Write out each line word for word. Drop pictures.

(Excerpt from a dataset)
# # # # # # #

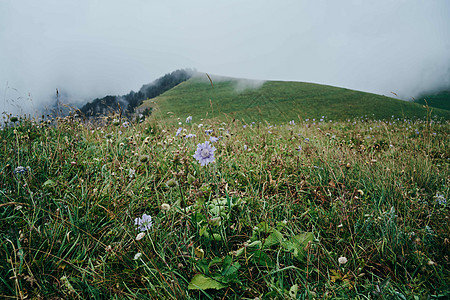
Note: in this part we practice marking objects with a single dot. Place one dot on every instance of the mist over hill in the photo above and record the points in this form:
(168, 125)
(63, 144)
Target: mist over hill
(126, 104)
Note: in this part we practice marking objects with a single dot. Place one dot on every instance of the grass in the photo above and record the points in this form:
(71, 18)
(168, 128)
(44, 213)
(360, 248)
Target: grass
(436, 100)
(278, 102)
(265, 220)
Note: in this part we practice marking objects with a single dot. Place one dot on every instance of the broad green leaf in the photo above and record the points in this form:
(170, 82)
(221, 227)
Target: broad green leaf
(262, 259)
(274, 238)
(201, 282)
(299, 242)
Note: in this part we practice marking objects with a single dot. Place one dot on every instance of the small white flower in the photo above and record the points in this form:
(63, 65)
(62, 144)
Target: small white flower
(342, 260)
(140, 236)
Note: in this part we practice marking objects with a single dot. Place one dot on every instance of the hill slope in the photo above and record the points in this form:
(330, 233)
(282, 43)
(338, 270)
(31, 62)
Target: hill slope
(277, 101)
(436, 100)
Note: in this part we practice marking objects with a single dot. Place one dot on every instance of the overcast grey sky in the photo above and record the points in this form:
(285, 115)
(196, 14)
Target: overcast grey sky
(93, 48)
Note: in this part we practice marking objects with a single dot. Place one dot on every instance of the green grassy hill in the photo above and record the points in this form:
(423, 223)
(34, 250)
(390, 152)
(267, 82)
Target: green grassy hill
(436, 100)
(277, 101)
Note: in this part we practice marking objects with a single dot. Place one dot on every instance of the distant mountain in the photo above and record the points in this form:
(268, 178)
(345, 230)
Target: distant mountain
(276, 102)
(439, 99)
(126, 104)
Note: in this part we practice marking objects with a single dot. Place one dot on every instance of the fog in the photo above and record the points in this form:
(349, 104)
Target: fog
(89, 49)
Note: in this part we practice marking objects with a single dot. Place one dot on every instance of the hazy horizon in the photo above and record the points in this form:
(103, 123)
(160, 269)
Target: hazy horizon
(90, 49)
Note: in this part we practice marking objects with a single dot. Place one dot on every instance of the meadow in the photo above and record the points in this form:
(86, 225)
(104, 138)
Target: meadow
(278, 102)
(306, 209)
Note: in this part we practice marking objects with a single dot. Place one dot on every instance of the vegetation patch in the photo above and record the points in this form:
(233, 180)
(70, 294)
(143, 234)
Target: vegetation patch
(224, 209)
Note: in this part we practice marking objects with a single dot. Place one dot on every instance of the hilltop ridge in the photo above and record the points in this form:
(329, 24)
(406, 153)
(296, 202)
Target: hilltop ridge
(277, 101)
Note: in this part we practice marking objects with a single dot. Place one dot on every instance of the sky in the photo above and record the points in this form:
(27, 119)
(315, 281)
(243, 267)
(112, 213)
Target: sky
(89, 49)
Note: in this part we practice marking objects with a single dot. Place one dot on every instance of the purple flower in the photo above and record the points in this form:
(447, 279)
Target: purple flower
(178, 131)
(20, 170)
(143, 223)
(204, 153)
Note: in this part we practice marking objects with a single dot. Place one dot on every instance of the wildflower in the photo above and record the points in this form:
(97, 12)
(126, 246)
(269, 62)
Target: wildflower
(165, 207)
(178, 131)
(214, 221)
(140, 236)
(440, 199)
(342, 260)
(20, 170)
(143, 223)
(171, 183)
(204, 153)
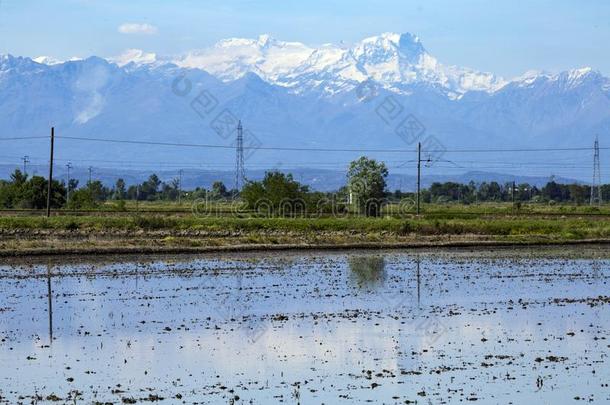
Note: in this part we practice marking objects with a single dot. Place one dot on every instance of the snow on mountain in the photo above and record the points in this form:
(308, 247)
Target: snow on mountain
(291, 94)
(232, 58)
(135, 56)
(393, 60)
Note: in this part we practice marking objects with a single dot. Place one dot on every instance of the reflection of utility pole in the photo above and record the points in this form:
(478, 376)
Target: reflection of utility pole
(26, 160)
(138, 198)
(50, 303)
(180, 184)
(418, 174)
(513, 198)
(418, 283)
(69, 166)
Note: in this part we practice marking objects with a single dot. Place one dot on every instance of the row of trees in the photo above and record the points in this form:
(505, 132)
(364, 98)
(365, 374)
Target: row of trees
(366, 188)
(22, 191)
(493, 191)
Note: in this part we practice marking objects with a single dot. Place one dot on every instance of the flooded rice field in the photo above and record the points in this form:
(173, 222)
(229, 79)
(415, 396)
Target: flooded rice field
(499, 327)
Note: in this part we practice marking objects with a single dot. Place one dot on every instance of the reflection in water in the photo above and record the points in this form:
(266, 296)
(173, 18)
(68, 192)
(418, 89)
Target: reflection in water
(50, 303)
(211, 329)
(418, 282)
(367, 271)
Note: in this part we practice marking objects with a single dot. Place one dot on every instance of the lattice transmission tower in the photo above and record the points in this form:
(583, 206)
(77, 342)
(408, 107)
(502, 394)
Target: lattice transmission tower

# # # # # # #

**THE RESULT**.
Note: in this part we practice marking objects with a single dot. Place one dot on every instance of the mist over hill in the photo above and record the points in this form:
(168, 125)
(63, 144)
Target: mist over hill
(126, 104)
Note: in this part we practice marking objects with a single dot. Place one dot on every instance of the grass in the photo above and record the points in this form:
(71, 18)
(168, 128)
(44, 213)
(360, 248)
Target: grass
(436, 100)
(278, 102)
(265, 220)
Note: in this part we practice marking objects with a single dot. Place one dot on every instance of the broad green leaf in the photo above and record the points in this form:
(170, 82)
(221, 227)
Target: broad green leaf
(262, 259)
(274, 238)
(201, 282)
(299, 242)
Note: in this part we practice marking objects with a single dot. Place one dot on every instance of the small white flower in the photo above and record the points in this form:
(63, 65)
(62, 144)
Target: small white flower
(342, 260)
(140, 236)
Note: in this part we practice marking objects with a single dot. Place one dot on every instance of the hill slope in the photo above and record the points in this form:
(330, 233)
(282, 43)
(338, 270)
(31, 62)
Target: hill slope
(277, 101)
(436, 100)
Note: in this part we practice marking objects with a single dot. Place one dot on every instance of the overcast grey sky in the photo above and record the points in this form:
(285, 115)
(196, 14)
Target: overcast grey sky
(93, 48)
Note: in this part we practice marking objects with a single dot. Place one dot on every instance of the green grassy hill in the photo above and record the points in this form:
(423, 223)
(34, 250)
(390, 152)
(267, 82)
Target: green grassy hill
(436, 100)
(277, 101)
Note: in this part we practice marking objects with a single dot. Place one dot on every instance of the distant mountain in the photo above and record the points in this form:
(268, 178)
(345, 230)
Target: distant mountain
(276, 102)
(439, 99)
(126, 104)
Note: in this part we practice marking objects with a single dot. Place one dot on every instance of the fog in the photo above and record the points in this form:
(349, 104)
Target: fog
(89, 49)
Note: in this part we practice marking objects with a single dot. Place one dot on every instance of the hazy horizon in the photo above and record the points in this form:
(103, 123)
(160, 269)
Target: hazy horizon
(90, 49)
Note: in this part we practice marking objects with a single dot. Place one dot on every instance of the meadow in the photo above and record the points in this form:
(86, 225)
(104, 138)
Target: meadow
(278, 102)
(306, 209)
Note: in this part we practice marking objects with a single dot. Place one dot on every instance of the vegetation patch in the photo above and record the points in this form:
(233, 180)
(70, 294)
(143, 234)
Target: vegetation patch
(224, 209)
Note: in this part we practice marking objects with a single dot. Place one dot on every instance of the hilltop ridge in the photo above and record the points in this form:
(329, 24)
(406, 153)
(296, 202)
Target: hilltop ridge
(277, 101)
Note: in this part we practice marking objects with a single dot. Place one dot on every instance of the sky in the photo above and record the points in this form:
(27, 119)
(315, 281)
(243, 267)
(112, 213)
Target: sky
(89, 49)
Note: in this part we practice marking objects with a single dot. Place one dot on every instance of the purple flower in the photo above and record the points in this form:
(447, 279)
Target: purple flower
(178, 131)
(20, 170)
(143, 223)
(204, 153)
Note: in this part we practice marking objects with a single dot. Place one dot on every instance of the wildflower in the photo above and record the points in this form:
(97, 12)
(126, 246)
(269, 62)
Target: wildflower
(165, 207)
(178, 131)
(214, 221)
(140, 236)
(440, 199)
(342, 260)
(20, 170)
(143, 223)
(171, 183)
(204, 153)
Note: in this part we practice marking objects with a single dot. Place one dot on every instance of the snow on mountain in the photo above and record the points in this form:
(308, 247)
Target: snow on mountain
(291, 94)
(232, 58)
(135, 56)
(393, 60)
Note: in this part we practice marking objects with a single dot. Place one dot on every instance of the reflection of utility pole in the photo above and record the points in this form:
(478, 376)
Target: reflection of utility pole
(26, 160)
(138, 198)
(50, 303)
(180, 184)
(418, 174)
(513, 198)
(418, 283)
(69, 166)
Note: in this part we practice marking objects with a single dot. Place one dot on every instance of the row of trees in the photo above and record the points in this form:
(505, 132)
(364, 98)
(365, 374)
Target: row of trees
(366, 188)
(22, 191)
(493, 191)
Note: in this part we practice marking objects with a single dot. Place one dot on every instance of the flooded rice field in the photo above and record the points in this form:
(173, 222)
(229, 79)
(415, 396)
Target: flooded rice field
(499, 327)
Note: in this part we practice marking objects with a single dot. Place one dot on every instance of the reflection in water in the photo above and record the points in this form:
(266, 296)
(173, 18)
(68, 192)
(418, 89)
Target: reflection in water
(50, 303)
(211, 329)
(418, 282)
(367, 271)
Note: in this part we practice marking objects with a single dot. Place one dot on every instance of the lattice transmission tower in the photo above and record the points in this form:
(583, 206)
(77, 342)
(408, 107)
(502, 394)
Target: lattice transmission tower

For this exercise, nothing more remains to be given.